Raw records:
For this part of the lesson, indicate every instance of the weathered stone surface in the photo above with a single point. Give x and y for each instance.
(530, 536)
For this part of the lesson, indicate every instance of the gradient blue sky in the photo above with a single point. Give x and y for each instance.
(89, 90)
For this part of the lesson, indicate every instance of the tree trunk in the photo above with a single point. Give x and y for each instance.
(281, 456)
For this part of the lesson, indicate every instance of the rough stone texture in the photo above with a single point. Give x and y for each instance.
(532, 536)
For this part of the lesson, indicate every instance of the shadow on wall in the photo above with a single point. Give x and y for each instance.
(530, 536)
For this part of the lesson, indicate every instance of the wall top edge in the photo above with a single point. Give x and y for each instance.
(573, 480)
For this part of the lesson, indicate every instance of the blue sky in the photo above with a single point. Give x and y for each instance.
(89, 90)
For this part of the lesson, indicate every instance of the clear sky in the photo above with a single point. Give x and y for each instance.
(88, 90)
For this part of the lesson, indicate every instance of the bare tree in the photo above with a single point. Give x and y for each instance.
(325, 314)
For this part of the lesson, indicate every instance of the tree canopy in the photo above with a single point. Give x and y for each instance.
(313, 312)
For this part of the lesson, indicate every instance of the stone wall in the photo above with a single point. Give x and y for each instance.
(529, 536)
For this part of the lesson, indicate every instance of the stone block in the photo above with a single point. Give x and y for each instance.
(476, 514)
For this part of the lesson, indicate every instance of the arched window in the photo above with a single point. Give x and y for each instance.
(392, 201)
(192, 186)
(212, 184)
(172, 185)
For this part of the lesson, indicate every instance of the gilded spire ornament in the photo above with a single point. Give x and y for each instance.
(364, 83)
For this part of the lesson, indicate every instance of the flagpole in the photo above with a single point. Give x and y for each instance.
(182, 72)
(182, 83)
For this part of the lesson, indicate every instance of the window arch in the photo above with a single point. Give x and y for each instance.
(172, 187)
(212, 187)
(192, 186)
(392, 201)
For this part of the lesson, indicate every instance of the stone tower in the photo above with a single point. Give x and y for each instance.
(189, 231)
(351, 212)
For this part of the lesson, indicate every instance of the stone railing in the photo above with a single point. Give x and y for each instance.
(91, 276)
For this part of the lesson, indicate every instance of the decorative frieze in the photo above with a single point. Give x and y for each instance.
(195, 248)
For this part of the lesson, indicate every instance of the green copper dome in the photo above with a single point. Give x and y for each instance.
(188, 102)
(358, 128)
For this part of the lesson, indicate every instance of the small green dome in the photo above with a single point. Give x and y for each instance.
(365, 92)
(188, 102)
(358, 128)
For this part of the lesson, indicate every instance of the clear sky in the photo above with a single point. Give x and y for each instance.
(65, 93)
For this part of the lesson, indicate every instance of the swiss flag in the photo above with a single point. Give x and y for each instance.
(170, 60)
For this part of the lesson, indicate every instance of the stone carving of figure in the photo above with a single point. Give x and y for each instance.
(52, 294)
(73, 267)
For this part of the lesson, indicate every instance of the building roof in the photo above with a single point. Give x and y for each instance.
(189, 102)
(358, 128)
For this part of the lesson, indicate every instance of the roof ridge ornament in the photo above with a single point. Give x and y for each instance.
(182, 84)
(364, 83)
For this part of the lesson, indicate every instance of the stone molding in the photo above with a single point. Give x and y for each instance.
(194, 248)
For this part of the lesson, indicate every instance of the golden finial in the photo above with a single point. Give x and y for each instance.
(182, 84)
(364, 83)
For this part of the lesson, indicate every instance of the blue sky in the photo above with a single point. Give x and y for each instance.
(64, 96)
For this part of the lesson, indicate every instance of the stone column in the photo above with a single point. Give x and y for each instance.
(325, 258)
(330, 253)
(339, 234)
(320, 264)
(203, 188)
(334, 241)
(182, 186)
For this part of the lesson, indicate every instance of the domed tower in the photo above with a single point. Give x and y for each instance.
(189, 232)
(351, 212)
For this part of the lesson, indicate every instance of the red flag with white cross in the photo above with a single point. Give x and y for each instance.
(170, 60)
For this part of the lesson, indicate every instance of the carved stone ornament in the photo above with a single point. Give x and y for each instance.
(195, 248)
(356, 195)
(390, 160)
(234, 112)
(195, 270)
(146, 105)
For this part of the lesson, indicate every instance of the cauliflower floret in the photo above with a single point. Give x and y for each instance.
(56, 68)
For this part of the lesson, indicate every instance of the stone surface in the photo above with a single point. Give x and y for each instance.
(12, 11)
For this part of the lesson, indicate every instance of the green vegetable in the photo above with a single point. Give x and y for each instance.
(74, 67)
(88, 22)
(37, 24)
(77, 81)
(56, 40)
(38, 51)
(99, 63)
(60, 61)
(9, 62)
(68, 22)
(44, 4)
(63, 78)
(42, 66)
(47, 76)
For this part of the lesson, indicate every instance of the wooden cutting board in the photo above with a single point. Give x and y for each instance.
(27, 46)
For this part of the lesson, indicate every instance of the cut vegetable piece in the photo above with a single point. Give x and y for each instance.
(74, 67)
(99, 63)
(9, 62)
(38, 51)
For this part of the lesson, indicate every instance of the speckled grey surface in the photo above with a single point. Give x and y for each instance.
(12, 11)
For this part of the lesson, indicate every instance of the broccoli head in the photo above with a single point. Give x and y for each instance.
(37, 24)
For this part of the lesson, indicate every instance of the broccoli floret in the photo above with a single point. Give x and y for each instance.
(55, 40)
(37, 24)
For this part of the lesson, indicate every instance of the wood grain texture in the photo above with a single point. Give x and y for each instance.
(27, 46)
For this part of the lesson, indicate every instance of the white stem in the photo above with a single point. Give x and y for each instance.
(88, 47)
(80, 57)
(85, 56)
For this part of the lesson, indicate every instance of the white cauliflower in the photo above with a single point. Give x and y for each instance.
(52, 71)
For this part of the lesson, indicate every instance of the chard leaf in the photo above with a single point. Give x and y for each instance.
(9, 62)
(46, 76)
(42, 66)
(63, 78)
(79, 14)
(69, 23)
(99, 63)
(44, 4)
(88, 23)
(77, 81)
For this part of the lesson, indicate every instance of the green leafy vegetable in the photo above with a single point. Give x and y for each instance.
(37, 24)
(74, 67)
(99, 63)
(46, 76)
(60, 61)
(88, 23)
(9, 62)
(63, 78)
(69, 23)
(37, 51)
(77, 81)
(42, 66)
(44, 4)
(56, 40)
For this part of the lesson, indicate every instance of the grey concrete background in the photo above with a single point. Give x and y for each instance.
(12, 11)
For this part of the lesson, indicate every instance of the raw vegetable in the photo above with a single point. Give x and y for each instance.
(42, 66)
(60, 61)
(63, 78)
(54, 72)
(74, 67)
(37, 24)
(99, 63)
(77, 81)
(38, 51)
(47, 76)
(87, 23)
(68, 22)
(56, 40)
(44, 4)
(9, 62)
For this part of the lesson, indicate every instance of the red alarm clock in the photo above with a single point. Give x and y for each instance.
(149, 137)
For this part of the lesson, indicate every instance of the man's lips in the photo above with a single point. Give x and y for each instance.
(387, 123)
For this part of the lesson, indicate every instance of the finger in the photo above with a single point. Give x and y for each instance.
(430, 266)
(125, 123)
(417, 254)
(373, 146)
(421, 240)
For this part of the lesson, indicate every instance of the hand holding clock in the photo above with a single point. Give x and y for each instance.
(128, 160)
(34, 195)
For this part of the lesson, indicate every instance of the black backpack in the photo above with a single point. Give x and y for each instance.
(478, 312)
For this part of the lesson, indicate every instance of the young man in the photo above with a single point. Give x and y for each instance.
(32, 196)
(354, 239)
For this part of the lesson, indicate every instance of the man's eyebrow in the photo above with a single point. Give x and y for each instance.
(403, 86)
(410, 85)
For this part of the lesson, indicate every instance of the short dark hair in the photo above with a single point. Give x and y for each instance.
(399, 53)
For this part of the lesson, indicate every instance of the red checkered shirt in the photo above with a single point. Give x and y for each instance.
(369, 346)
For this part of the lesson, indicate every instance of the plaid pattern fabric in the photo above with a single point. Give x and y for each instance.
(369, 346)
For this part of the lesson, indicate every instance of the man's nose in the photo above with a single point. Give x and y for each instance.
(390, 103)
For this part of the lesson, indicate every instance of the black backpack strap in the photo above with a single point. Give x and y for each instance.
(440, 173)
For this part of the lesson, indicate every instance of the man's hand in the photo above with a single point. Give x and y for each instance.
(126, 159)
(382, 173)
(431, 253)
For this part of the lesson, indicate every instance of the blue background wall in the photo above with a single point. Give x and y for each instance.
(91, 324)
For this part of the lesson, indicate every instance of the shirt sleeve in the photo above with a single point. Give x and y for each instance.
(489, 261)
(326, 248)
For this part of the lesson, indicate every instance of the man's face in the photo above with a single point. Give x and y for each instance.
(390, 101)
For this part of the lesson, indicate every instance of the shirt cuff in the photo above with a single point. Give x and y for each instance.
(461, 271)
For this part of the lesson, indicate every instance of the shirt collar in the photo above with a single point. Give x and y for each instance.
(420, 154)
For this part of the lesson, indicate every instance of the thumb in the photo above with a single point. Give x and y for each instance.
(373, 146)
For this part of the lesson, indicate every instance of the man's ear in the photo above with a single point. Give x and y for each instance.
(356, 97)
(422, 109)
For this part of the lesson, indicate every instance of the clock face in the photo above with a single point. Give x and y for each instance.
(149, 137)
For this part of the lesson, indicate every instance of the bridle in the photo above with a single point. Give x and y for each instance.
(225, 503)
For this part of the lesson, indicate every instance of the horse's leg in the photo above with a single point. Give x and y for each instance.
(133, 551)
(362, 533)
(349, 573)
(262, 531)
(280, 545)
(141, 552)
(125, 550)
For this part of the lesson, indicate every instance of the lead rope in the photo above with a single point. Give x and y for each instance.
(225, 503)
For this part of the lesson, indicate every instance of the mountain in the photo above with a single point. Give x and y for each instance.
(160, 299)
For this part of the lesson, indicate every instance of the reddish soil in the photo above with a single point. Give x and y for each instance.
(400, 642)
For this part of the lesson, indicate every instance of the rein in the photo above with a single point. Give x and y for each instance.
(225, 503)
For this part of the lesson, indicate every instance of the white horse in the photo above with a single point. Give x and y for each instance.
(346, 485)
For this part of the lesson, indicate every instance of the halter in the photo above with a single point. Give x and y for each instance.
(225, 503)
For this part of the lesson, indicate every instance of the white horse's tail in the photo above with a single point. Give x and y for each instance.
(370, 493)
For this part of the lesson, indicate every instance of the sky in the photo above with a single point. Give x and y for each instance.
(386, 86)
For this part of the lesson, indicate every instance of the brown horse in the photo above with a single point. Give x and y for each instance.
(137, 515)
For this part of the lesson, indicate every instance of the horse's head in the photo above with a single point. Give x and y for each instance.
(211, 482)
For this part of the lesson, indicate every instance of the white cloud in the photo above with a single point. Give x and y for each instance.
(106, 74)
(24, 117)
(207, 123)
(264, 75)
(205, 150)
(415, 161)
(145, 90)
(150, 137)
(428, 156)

Do this — Return the records exactly as they appear, starting with the line containing "the white horse's" and going on through the end of the records.

Solution for this task —
For this part of the lesson, indicate every instance of the white horse's tail in the photo above with a single point. Give x and y for each instance.
(370, 493)
For this part of the lesson, indicate every instance of the sky in the photo above with a single point. Give x and y for each instance.
(386, 86)
For this part of the lesson, indicate every instance of the brown horse in the photo above with a single point. Give x and y for each instance.
(137, 515)
For this part of the lesson, indicate every instance of the horse's head in the photo above with a single point. Give x and y for each instance.
(211, 482)
For this part of the lesson, indicate every instance of the white cloud in the photo above with a single point. Give x and y for each instance.
(106, 74)
(24, 117)
(207, 123)
(264, 75)
(205, 150)
(415, 161)
(145, 90)
(150, 137)
(428, 156)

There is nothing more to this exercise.